--- Start of PAGE EXCERPT ---
Hmm this stuff seems stronger than what I have been told. I wanted to print CSI airbox brackets but I figured it wasn't strong enough.

Yeah, I am pretty impressed by the material. The finish is rough but it's way stronger than any plastic 3D print I've ever seen.
 
The weekend got away from me (as often happens) so no update on this yet. But I did manage to waste an hour this morning reading more about 3D printing in metal materials. Interesting point of view from Jay Leno:

"Recently, we had the chance to visit Jay Leno’s Garage and talk with him about making vintage auto parts with additive metals and Direct Metal Laser Sintering (DMLS). As Jay said, “Remember the early days of 3D printing where you had to make it in plastic? You know, remember those days like four years ago? Well forget that! We’ve moved on!”

Jay was interested in the implications of DMLS for his favorite hobby, collecting and restoring old automobiles. Holding up a vintage piece, Jay said, “When you have old parts like this for a White steam car – there are barely any cars left, let alone parts – this is a revelation. You can actually have parts made in metal of a better quality than it even was originally.”

We worked with Jay and his shop foreman, Bernard Juchli, on a burner, a piece that functions “like a pilot light on your water heater,” for one of his White steam cars. Previously, Jay’s shop has used plastic 3D printers to build patterns for metal casting. This time, Juchli used Stratasys Direct Manufacturing’s additive metals expertise to build the production part in Inconel 718, a nickel-based super alloy that is extremely heat and corrosive resistant – perfect for the under hood environment of an antique car.

“The neat part is,” Bernard said, “we drew this in GibbsCAM because I was thinking of machining it. It would have involved quite a lot of machining to get all these cross-drillings. By printing it, we already had that done.” DMLS’ ability to handle complex geometries and internal features makes it an ideal process for reverse-engineering rare parts.

Additive metals have opened up new markets to high-quality parts, fast, and there’s very little limitations. Serious car restorers no longer have to struggle with parts that are impossible to find. “There’s no part of a motorcycle, automobile, steam engine, that can’t be reproduced,” said Jay. Stratasys Direct Manufacturing can take any part or 3D model and make functional, accurate parts.

“Think about it. There’s nothing you can’t reproduce… we’re making things that no longer exist and now, they exist again.”
--- End of PAGE EXCERPT ---
--- Start of PROVIDED DATA ---
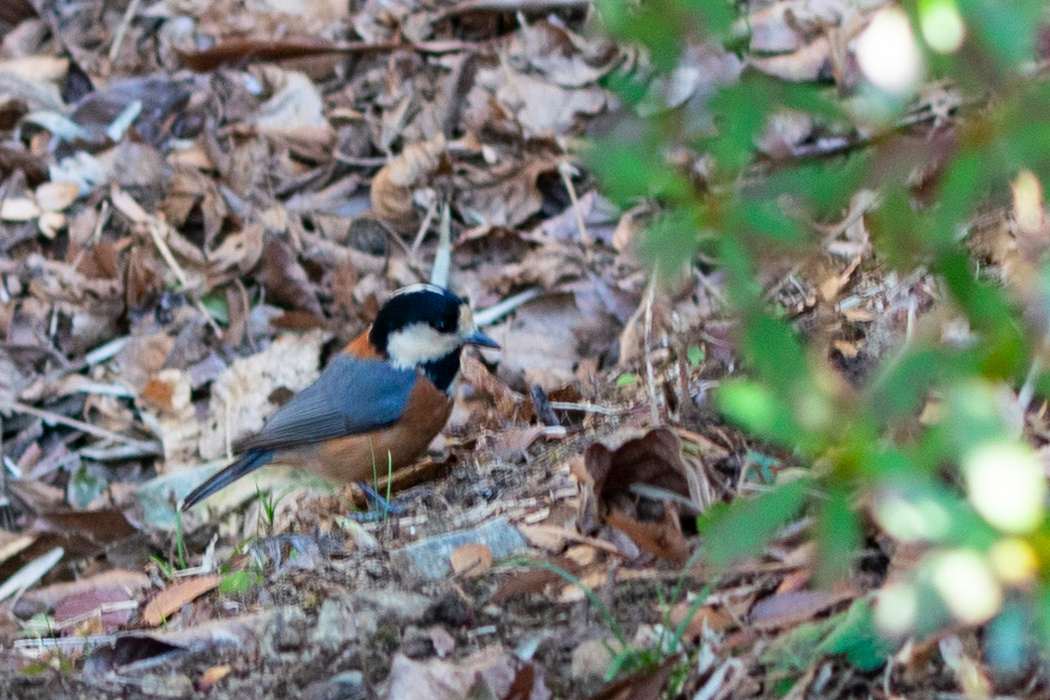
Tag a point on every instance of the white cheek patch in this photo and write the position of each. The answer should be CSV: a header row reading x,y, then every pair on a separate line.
x,y
419,343
466,319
--- End of PROVIDED DATA ---
DIRECTION A: Please summarize the metal 3D printing excerpt in two sentences.
DIRECTION B: In the metal 3D printing excerpt, what material was the burner for the White steam car built in?

COMPLETE OUTPUT A: The excerpt opens with remarks that a 3D-printed metal material has a rough finish but is far stronger than any plastic 3D print. It then quotes a piece about Jay Leno's shop foreman, Bernard Juchli, using Direct Metal Laser Sintering to build a burner for one of Leno's White steam cars in Inconel 718, which Leno sees as a way to make things that no longer exist exist again.

COMPLETE OUTPUT B: Inconel 718, a nickel-based super alloy.